(SUPPLIED PASSAGE):
►

While basic SQL can handle simple queries, data analytics demands advanced techniques to extract meaningful insights from complex datasets. This comprehensive guide covers the sophisticated SQL skills that separate data professionals from casual users.
Advanced Skills You'll Master
- Window functions for sophisticated analytics
- Common Table Expressions (CTEs) for complex logic
- Advanced JOIN techniques and performance optimization
- Date/time analytics and time series operations
- Statistical functions and data modeling
- Query optimization and performance tuning
🪟 Window Functions: The Game Changer
Why Window Functions Matter
Window functions perform calculations across a set of related rows without collapsing the result set. They enable complex analytics like running totals, rankings, and comparisons that would be difficult or impossible with traditional GROUP BY operations.

◄

(AIM A): Lay out the records below as a numbered list, leaving out any blank lines.
The records here have no connection to the SQL guide.

(GIVEN DATA):
►

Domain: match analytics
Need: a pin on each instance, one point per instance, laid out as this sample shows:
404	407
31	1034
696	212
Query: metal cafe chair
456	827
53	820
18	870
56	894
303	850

◄

(AIM B): Repeat the part of the SQL guide starting with "While basic SQL" and going on through "GROUP BY operations.", word for word.

(FULL RESPONSE A):
1. Domain: match analytics
2. Need: a pin on each instance, one point per instance, laid out as this sample shows:
3. 404	407
4. 31	1034
5. 696	212
6. Query: metal cafe chair
7. 456	827
8. 53	820
9. 18	870
10. 56	894
11. 303	850

(FULL RESPONSE B):
While basic SQL can handle simple queries, data analytics demands advanced techniques to extract meaningful insights from complex datasets. This comprehensive guide covers the sophisticated SQL skills that separate data professionals from casual users.
Advanced Skills You'll Master
- Window functions for sophisticated analytics
- Common Table Expressions (CTEs) for complex logic
- Advanced JOIN techniques and performance optimization
- Date/time analytics and time series operations
- Statistical functions and data modeling
- Query optimization and performance tuning
🪟 Window Functions: The Game Changer
Why Window Functions Matter
Window functions perform calculations across a set of related rows without collapsing the result set. They enable complex analytics like running totals, rankings, and comparisons that would be difficult or impossible with traditional GROUP BY operations.